Material:
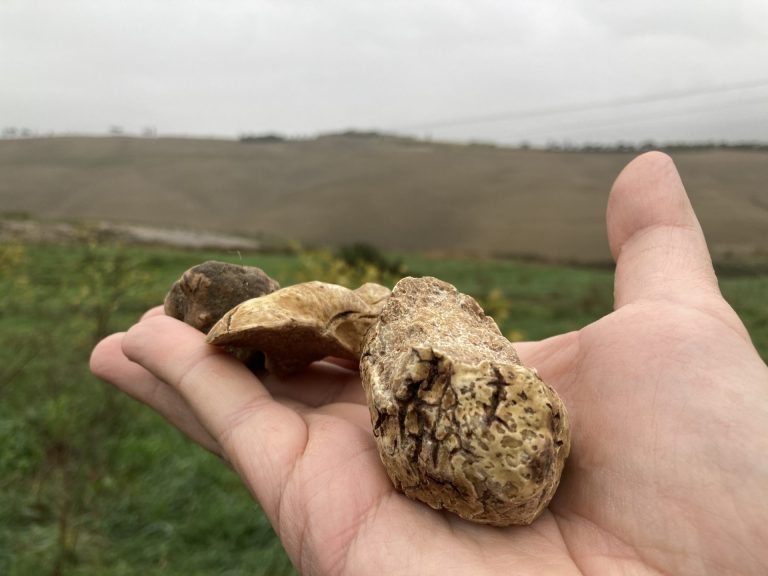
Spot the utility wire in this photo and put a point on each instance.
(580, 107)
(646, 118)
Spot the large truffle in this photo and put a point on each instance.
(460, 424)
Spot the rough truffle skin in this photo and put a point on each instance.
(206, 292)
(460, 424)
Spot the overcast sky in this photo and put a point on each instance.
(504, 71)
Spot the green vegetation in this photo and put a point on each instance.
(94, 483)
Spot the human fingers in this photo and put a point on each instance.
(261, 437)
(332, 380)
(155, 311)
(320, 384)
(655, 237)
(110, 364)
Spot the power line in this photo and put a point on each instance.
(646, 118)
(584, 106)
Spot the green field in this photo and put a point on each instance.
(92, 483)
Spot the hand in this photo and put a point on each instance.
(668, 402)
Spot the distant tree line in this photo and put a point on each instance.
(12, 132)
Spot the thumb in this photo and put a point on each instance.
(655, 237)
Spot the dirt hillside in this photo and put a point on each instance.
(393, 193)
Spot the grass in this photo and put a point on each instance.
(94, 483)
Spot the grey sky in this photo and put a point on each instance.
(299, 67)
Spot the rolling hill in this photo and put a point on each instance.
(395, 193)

Work to complete: Write out every line of the rows above as a numbered list, skipping blank lines and leaving out the pictures.

Exercise response:
1. Spot the utility wire in this photo and put a point on each instance.
2. (580, 107)
3. (646, 118)
4. Spot the large truffle in this photo and put a point on each instance.
5. (460, 424)
6. Spot the rough truffle skin in this photo and put a point on each instance.
7. (206, 292)
8. (460, 424)
9. Spot the overcast sky in this photo and put a point on each instance.
10. (504, 71)
11. Spot the green vegetation in this photo and put a point on each instance.
12. (94, 483)
13. Spot the human fingers in this photo and put a point on each instance.
14. (261, 437)
15. (332, 380)
16. (155, 311)
17. (320, 384)
18. (655, 237)
19. (110, 364)
20. Spot the power line in this photo and put a point on each instance.
21. (646, 118)
22. (584, 106)
23. Spot the green field in this photo and put a point on each instance.
24. (92, 483)
25. Spot the hand in this photo and put a point on each instance.
26. (668, 402)
27. Spot the distant tree line in this photo and put a point on each instance.
28. (12, 132)
29. Spot the thumb in this photo and put a point on each instance.
30. (655, 237)
31. Spot the dirt hillside in this photo and put a point on each instance.
32. (393, 193)
33. Spot the grass in this photo and put a point on each instance.
34. (94, 483)
35. Spot the grey sky in this photo and put a point on each instance.
36. (299, 67)
37. Spot the rolling hill in this photo and put a point on each instance.
38. (395, 193)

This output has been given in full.